- **WORK REQUIRED**: Count the lines in the records below that contain the string "clicks", and give only that number.

- **Collected data**:

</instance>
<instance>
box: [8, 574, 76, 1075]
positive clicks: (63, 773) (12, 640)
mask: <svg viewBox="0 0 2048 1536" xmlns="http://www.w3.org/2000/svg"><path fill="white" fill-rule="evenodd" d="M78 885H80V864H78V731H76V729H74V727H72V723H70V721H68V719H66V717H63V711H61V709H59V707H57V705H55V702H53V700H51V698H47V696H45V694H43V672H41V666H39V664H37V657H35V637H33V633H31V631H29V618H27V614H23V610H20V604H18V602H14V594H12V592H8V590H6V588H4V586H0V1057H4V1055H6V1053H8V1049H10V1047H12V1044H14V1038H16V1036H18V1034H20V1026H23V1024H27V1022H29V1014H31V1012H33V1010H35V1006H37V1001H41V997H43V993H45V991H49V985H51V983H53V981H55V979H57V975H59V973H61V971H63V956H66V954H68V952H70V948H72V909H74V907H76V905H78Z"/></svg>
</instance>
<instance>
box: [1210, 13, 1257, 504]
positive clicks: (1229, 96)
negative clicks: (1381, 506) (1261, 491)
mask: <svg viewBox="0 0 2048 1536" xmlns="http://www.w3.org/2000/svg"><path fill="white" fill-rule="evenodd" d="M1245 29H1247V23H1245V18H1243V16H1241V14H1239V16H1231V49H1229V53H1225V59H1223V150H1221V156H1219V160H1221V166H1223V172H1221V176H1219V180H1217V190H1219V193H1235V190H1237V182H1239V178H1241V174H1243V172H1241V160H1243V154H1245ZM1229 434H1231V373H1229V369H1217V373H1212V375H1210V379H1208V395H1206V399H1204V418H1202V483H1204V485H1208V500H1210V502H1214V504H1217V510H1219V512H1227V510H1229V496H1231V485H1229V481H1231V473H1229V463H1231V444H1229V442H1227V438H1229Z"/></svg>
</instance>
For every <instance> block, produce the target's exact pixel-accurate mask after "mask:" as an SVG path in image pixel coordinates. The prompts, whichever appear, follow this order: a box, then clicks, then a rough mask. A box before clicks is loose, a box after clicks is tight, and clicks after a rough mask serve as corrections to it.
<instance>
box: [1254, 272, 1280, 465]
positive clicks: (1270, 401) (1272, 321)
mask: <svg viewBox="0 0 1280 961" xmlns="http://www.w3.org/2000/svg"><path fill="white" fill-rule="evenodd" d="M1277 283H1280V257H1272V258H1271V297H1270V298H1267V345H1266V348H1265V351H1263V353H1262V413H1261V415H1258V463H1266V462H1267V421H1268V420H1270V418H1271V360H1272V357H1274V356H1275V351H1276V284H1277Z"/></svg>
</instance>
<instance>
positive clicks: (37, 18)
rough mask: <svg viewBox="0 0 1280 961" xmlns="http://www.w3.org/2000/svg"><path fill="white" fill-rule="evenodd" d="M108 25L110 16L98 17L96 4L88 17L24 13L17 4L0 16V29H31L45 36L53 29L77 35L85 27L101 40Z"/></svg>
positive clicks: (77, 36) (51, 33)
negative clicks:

- **EXERCISE ANSWER**: 8